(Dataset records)
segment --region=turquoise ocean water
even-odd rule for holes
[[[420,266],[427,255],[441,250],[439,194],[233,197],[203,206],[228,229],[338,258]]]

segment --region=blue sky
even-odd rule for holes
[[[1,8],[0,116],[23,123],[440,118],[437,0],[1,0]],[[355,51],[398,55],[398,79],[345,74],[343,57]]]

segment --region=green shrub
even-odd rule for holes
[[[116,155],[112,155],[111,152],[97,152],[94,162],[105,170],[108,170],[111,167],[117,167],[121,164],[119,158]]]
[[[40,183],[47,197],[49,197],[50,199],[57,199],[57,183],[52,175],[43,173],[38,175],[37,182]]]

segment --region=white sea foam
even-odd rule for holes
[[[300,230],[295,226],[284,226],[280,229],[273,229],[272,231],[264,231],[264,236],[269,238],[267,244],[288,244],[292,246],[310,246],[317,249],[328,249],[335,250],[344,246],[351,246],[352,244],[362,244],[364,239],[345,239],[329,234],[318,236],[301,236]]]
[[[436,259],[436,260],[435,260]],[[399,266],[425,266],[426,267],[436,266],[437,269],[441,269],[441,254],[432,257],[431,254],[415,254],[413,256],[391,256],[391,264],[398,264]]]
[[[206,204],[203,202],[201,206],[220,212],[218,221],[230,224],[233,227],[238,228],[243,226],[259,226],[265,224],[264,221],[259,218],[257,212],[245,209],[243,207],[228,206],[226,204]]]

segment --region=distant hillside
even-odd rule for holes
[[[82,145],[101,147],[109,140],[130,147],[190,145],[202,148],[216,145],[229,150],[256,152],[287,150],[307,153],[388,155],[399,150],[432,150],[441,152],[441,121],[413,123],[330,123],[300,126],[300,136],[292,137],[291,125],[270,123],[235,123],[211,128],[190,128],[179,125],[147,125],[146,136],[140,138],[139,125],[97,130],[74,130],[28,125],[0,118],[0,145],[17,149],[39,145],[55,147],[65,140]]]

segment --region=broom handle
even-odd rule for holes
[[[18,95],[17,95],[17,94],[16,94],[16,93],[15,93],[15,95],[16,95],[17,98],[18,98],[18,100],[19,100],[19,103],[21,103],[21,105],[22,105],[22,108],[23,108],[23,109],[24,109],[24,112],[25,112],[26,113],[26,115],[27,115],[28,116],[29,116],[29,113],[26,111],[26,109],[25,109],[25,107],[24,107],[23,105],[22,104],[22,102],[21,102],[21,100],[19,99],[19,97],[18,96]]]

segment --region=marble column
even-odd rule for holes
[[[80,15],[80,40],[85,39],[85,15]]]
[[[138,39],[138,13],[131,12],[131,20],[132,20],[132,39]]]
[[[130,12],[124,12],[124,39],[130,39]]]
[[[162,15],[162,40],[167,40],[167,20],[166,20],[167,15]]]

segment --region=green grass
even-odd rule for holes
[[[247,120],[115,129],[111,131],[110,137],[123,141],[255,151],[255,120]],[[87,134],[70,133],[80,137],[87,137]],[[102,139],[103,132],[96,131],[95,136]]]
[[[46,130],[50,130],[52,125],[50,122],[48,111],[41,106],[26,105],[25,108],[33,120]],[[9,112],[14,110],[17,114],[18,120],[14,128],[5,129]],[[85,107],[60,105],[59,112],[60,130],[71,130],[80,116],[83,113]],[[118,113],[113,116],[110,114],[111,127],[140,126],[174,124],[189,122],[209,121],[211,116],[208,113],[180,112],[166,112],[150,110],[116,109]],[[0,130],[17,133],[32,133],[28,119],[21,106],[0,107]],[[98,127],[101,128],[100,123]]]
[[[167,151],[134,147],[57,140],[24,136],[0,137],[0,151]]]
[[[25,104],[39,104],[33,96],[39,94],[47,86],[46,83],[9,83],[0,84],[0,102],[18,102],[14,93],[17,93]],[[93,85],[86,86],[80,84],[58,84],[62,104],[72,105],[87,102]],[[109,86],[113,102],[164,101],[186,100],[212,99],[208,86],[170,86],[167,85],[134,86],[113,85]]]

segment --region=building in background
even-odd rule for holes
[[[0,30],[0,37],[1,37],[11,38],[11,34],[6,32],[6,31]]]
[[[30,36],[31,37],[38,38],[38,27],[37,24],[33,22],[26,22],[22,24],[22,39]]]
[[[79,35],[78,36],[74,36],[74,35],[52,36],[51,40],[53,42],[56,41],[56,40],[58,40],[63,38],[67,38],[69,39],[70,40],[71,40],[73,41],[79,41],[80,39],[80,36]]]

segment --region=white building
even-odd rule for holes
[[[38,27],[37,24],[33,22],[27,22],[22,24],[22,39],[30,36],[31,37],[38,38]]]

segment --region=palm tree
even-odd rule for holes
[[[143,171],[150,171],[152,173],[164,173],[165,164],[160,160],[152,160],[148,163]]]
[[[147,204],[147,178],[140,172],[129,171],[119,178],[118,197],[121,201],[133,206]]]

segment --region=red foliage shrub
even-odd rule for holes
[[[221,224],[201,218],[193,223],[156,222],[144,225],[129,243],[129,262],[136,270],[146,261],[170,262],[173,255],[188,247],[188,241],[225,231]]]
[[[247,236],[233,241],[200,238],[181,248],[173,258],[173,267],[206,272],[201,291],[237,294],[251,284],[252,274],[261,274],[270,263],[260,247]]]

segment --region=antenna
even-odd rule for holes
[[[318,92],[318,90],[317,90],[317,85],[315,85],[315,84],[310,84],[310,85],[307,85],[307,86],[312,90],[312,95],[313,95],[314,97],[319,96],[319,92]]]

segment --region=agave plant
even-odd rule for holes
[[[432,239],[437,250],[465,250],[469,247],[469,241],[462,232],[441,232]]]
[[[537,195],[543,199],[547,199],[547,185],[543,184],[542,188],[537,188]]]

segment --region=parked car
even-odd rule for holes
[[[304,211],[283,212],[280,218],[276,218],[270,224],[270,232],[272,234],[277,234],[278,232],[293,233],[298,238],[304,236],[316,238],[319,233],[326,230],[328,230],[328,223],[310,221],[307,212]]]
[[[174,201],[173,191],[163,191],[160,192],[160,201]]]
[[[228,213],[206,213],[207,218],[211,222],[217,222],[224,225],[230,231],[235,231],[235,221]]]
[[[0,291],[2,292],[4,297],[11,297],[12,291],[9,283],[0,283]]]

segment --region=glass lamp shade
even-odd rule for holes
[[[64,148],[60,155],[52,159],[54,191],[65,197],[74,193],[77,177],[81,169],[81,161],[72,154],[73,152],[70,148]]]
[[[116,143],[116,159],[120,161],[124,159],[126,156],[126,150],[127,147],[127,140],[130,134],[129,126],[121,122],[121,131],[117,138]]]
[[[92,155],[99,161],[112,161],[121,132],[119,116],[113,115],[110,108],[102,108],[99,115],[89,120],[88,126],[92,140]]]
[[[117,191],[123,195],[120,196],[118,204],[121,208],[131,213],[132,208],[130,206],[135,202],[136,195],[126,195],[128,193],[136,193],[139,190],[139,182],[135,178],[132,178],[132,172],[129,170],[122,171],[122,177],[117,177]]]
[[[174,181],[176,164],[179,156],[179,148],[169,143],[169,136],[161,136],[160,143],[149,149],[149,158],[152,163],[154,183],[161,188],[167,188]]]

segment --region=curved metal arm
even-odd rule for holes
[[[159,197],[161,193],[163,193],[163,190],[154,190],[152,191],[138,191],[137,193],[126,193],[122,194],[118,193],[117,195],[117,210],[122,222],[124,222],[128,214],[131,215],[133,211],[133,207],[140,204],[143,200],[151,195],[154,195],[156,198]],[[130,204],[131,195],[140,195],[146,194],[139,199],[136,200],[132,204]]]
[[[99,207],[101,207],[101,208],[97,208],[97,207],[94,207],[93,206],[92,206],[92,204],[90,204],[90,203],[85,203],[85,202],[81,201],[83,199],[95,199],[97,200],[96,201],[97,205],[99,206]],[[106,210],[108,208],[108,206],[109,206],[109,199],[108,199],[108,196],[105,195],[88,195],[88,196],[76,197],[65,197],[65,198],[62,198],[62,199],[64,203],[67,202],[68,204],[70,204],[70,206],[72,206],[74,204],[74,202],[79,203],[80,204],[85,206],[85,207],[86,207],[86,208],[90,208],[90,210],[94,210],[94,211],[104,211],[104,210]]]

◆ **THE PROBLEM**
Copy the lines from the line with "segment --region=parked car" to the line with "[[[0,291],[2,292],[4,297],[11,297],[12,291],[9,283],[0,283]]]", substituting "gaps" for "holes" and keeping everything else as it is.

◆ **COMPLETE OUTPUT**
segment --region=parked car
even-odd rule for gaps
[[[304,211],[283,212],[280,218],[276,218],[270,224],[270,232],[272,234],[277,234],[278,232],[293,233],[298,238],[304,236],[316,238],[319,233],[326,230],[328,230],[328,223],[310,221],[307,212]]]
[[[174,201],[173,191],[163,191],[160,192],[160,201]]]
[[[228,213],[206,213],[207,218],[211,222],[217,222],[224,225],[230,231],[235,231],[235,221]]]
[[[0,291],[2,292],[4,297],[11,297],[12,291],[9,283],[0,283]]]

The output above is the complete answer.